-- BEGIN Entries --

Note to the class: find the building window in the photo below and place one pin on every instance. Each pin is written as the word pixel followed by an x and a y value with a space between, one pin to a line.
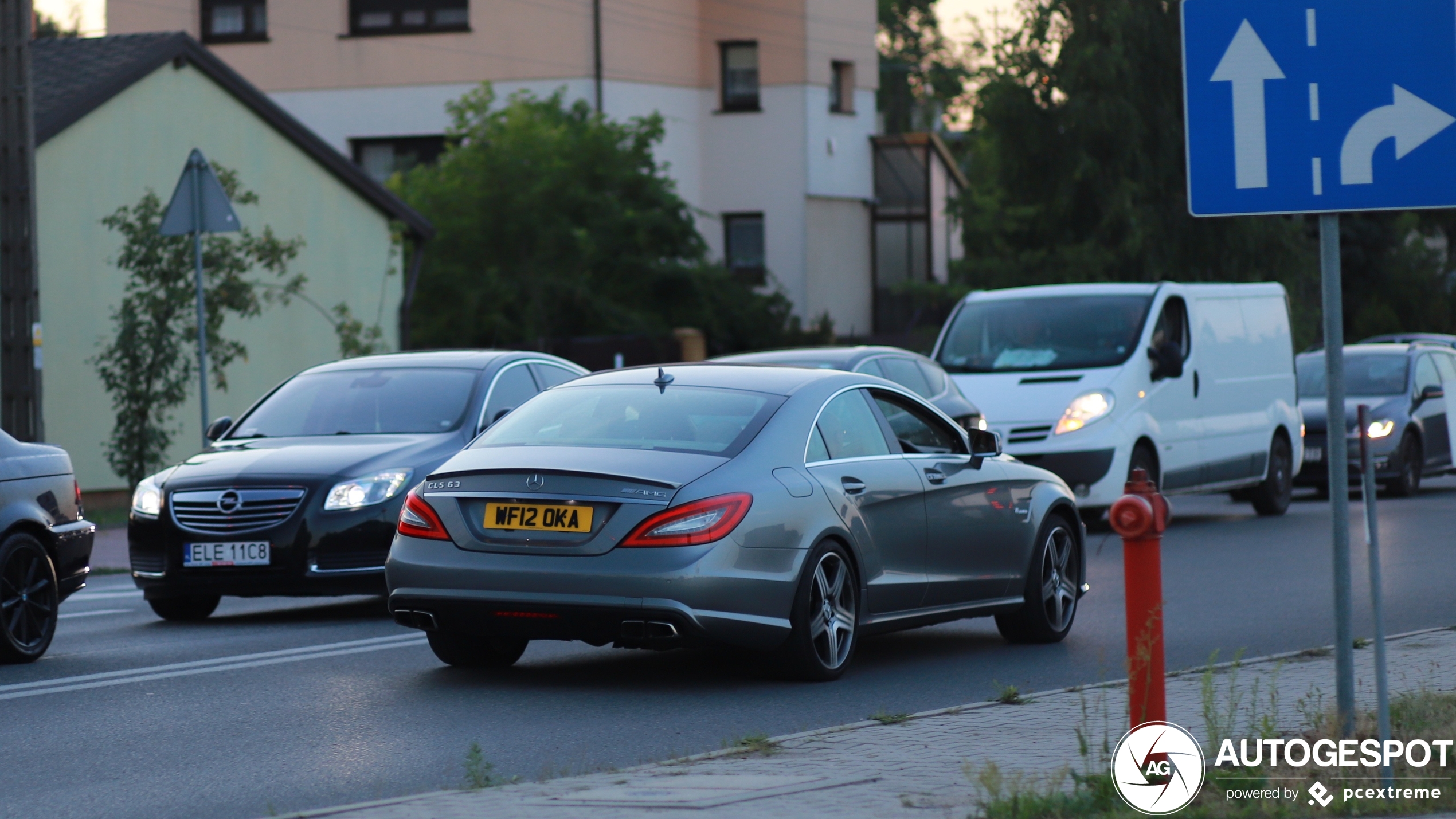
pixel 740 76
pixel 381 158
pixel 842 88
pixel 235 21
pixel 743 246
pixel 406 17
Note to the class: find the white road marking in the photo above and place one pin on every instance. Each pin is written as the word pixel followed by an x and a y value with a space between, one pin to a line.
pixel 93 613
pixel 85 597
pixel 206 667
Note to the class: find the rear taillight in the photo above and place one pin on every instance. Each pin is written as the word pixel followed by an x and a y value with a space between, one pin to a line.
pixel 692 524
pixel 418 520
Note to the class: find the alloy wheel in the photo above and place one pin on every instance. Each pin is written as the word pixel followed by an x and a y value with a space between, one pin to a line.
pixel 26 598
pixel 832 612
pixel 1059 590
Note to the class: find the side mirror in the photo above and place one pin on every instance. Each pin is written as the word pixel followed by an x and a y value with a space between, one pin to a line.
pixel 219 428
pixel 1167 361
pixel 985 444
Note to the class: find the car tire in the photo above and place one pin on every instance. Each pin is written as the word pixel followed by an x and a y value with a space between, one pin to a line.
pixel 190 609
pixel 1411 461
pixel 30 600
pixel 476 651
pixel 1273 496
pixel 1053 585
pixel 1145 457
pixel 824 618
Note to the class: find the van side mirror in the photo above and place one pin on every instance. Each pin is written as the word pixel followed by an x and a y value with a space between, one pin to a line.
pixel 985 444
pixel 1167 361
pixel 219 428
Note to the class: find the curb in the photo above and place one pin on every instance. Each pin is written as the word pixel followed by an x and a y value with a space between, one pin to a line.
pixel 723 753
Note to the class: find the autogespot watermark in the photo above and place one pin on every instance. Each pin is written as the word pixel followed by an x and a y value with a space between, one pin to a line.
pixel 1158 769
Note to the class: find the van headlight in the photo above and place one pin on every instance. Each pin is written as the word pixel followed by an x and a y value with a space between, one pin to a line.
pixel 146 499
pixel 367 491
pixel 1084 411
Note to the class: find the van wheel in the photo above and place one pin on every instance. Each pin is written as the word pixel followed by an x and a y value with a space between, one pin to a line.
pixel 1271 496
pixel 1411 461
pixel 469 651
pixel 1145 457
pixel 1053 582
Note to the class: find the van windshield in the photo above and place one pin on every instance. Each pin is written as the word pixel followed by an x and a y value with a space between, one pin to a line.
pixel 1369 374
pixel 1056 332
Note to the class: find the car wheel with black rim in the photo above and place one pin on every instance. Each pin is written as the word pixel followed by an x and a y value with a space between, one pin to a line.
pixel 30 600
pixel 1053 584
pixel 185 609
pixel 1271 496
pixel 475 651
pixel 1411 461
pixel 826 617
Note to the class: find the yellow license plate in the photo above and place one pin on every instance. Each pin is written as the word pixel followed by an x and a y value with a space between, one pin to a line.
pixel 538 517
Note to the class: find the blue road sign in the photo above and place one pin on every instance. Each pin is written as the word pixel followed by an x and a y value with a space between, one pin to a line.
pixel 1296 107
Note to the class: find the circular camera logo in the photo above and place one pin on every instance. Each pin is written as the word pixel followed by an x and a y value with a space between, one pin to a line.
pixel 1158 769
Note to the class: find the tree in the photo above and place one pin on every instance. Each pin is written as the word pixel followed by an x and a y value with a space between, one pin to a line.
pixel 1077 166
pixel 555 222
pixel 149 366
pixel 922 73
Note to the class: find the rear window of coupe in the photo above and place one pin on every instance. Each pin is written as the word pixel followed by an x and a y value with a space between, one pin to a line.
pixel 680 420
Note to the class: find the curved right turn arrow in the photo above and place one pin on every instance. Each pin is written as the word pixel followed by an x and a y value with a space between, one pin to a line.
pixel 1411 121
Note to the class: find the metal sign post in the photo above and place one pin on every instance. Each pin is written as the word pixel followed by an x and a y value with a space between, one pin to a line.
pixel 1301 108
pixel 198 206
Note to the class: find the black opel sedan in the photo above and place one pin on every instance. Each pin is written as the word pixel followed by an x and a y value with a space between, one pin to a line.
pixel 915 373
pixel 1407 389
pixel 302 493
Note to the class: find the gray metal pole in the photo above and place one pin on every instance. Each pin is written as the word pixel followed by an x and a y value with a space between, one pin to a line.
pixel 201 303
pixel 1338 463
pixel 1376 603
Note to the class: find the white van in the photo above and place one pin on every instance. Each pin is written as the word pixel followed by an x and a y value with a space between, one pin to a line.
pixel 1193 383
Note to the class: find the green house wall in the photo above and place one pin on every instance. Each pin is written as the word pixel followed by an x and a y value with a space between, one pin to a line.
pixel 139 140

-- END Entries --
-- BEGIN Entries --

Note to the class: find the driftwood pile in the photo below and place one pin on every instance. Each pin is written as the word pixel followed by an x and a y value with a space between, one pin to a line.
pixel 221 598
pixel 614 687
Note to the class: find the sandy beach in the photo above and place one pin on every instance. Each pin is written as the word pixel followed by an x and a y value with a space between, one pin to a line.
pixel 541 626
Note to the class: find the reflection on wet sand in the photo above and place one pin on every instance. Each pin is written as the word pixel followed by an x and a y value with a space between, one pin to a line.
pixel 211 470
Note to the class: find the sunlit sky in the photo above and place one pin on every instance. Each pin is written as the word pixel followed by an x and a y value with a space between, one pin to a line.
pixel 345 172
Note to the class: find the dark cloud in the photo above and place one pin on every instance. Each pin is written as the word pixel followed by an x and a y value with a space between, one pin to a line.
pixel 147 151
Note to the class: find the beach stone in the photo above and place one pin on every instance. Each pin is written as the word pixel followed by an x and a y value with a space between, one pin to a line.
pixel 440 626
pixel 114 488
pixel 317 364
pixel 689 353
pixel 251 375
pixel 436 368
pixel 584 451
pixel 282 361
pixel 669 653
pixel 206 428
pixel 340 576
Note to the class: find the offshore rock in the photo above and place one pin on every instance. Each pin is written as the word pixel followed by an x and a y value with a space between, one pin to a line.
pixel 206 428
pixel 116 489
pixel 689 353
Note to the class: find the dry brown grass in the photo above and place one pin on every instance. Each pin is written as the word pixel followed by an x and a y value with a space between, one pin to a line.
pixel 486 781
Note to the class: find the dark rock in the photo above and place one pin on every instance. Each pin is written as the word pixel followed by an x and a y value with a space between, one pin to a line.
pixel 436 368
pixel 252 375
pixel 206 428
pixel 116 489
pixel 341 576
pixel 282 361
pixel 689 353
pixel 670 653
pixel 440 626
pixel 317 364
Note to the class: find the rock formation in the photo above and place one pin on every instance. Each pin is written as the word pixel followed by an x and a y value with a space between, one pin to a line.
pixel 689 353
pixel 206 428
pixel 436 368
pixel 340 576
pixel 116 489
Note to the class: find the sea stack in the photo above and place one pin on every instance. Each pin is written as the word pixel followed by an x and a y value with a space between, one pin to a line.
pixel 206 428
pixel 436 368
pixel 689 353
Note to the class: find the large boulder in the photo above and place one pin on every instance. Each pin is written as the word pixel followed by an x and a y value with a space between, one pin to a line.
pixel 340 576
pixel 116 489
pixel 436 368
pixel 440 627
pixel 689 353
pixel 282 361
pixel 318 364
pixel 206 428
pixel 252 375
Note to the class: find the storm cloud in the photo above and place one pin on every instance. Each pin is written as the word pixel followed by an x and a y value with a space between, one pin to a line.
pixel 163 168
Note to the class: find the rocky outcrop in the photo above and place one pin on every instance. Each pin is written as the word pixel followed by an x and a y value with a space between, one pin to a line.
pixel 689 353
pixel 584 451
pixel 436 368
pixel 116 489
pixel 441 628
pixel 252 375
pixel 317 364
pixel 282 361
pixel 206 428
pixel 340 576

-- END Entries --

## Set problem
Render the entries from the line with "Note to the class: find the blue" up to and including the line with "pixel 1296 107" as a two-column CSV headed instruction and pins. Give one row per entry, with its text and its answer each in a single quoted field and line breaks replaced by spaces.

## Completed exercise
instruction,pins
"Note to the class: find the blue road sign in the photo above and place one pin on every instance. Each pin is written as the word pixel followed by an x and a y value with a space between, one pin to a line.","pixel 1296 107"